• **TRAVAIL À FAIRE**:
Recopiez le passage de l'extrait qui va de « Ne vous semble-t-il » jusqu'à « matière de blanchiment ? » en changeant « magistrats » en « enquêteurs ».

• **EXTRAIT**:
• • •
Dans l'avant-projet figurait une procédure de transaction spécifique aux atteintes à la probité qui nourrit les débats. Ces débats, il est essentiel que nous les ayons, en commission comme dans l'hémicycle, car on ne peut occulter le fait que notre pays n'ait, de toute son histoire, jamais condamné à titre définitif une seule personne morale pour des faits de corruption, alors que trois cents personnes physiques en moyenne sont chaque année condamnées par les tribunaux pour des faits de même nature.

Ne vous semble-t-il pas néanmoins qu'il serait utile, au-delà de cette procédure, de renforcer les moyens juridiques à la disposition des parquets ? Si l'on peut en effet saluer les moyens importants affectés par le projet de loi à la prévention et à la détection – l'étude d'impact parle de soixante à soixante-dix agents –, je rappelle qu'à l'heure actuelle le parquet national financier (PNF) ne peut compter que sur quinze magistrats, et je plaide pour ma part en faveur d'un doublement de ses moyens. Ne faudrait-il pas également envisager la création d'une infraction de corruption en bande organisée, afin d'étendre les moyens d'enquête et de permettre le prononcé de peines plus sévères ? Pourquoi, enfin, ne pas imaginer une exemption de peine pour les repentis, comme elle est déjà possible en matière de blanchiment ?

En ce qui concerne les lanceurs d'alerte, nous sommes nombreux, sur tous les bancs, à souhaiter que ce projet de loi permette de jeter les fondements d'un socle commun des droits des lanceurs d'alerte. C'est notamment l'objet de la récente proposition de loi déposée sur le bureau de notre assemblée par Yann Galut, et la récente étude du Conseil d'État doit nous aider à donner corps à ces fondements au travers de ce projet de loi. Je ne doute pas que vous accompagnerez plusieurs de nos initiatives en la matière. Je proposerai donc dès demain en commission des Lois des amendements visant à créer un véritable régime général de protection des lanceurs d'alerte, sous la forme de sept nouveaux articles ordinaires et d'une proposition de loi organique qui a reçu l'assentiment du groupe Socialiste et de son président, Bruno Le Roux, ainsi que de sa porte-parole pour ce texte, Sandrine Mazetier. Elle répond à l'exigence que vous venez, monsieur le ministre, de rappeler : seule une autorité indépendante peut garantir l'efficacité et la protection des lanceurs d'alerte. Nous proposons de faire du Défenseur des droits, autorité dont l'indépendance est garantie par la Constitution, la clef de voûte du dispositif de traitement et de protection des lanceurs d'alerte. Afin de nous permettre de passer l'obstacle de l'irrecevabilité financière prévue par l'article 40 de la Constitution, le Gouvernement est-il prêt à nous soutenir en indiquant son intention d'abonder les moyens budgétaires et en personnel du Défenseur des droits, afin de lui permettre d'exercer les nouvelles compétences que nous entendons lui confier ?
• • •
• **ENTRÉES DE DONNÉES**:

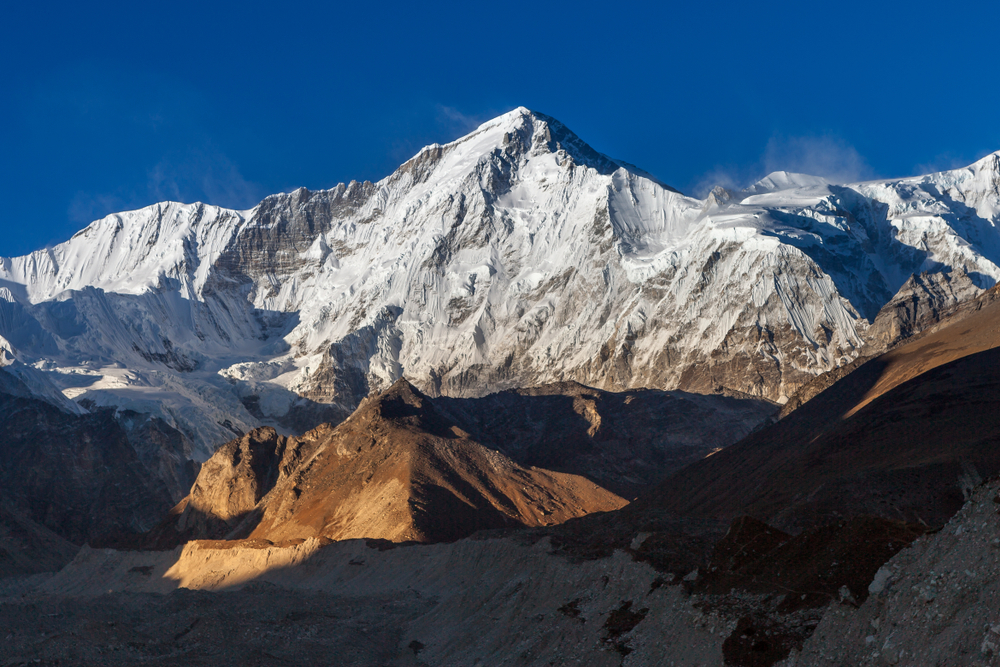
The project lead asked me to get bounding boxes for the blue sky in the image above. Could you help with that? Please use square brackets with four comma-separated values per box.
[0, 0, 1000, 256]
• • •
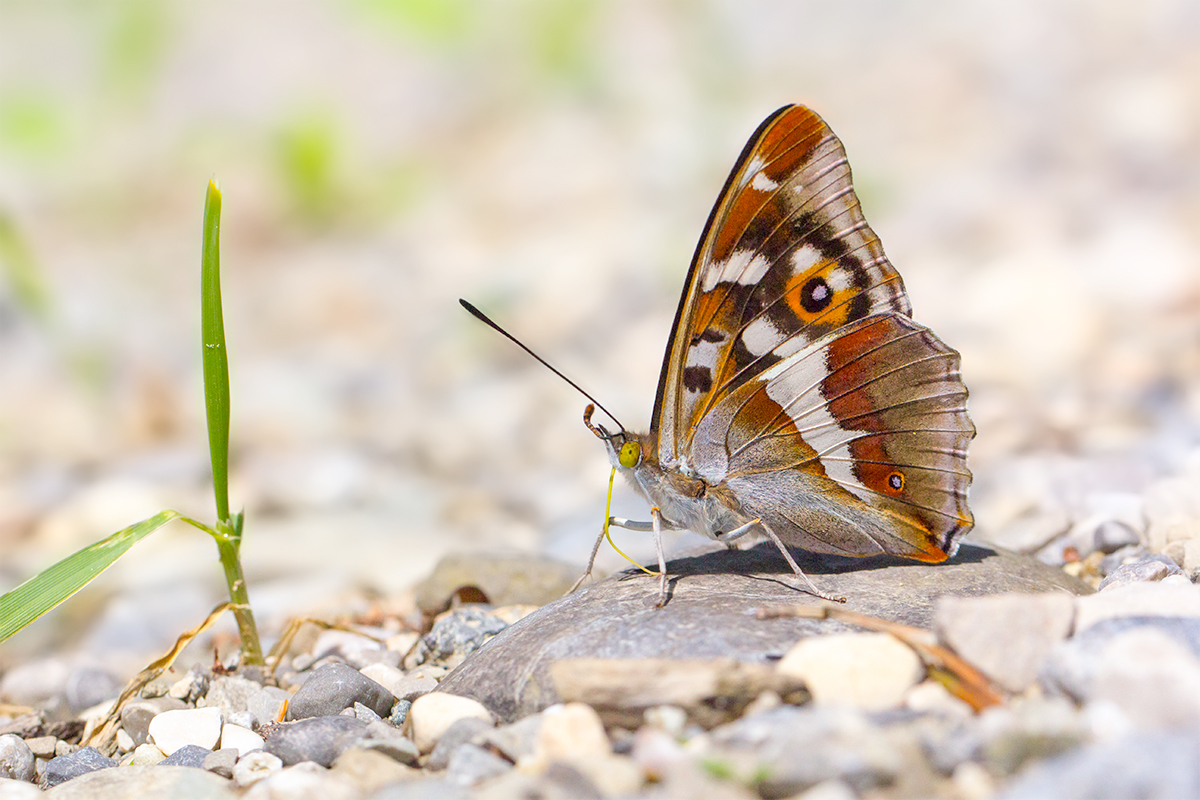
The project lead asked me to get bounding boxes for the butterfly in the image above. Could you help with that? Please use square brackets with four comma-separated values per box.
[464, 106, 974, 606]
• • •
• **RÉPONSE COMPLÈTE**:
Ne vous semble-t-il pas néanmoins qu'il serait utile, au-delà de cette procédure, de renforcer les moyens juridiques à la disposition des parquets ? Si l'on peut en effet saluer les moyens importants affectés par le projet de loi à la prévention et à la détection – l'étude d'impact parle de soixante à soixante-dix agents –, je rappelle qu'à l'heure actuelle le parquet national financier (PNF) ne peut compter que sur quinze enquêteurs, et je plaide pour ma part en faveur d'un doublement de ses moyens. Ne faudrait-il pas également envisager la création d'une infraction de corruption en bande organisée, afin d'étendre les moyens d'enquête et de permettre le prononcé de peines plus sévères ? Pourquoi, enfin, ne pas imaginer une exemption de peine pour les repentis, comme elle est déjà possible en matière de blanchiment ?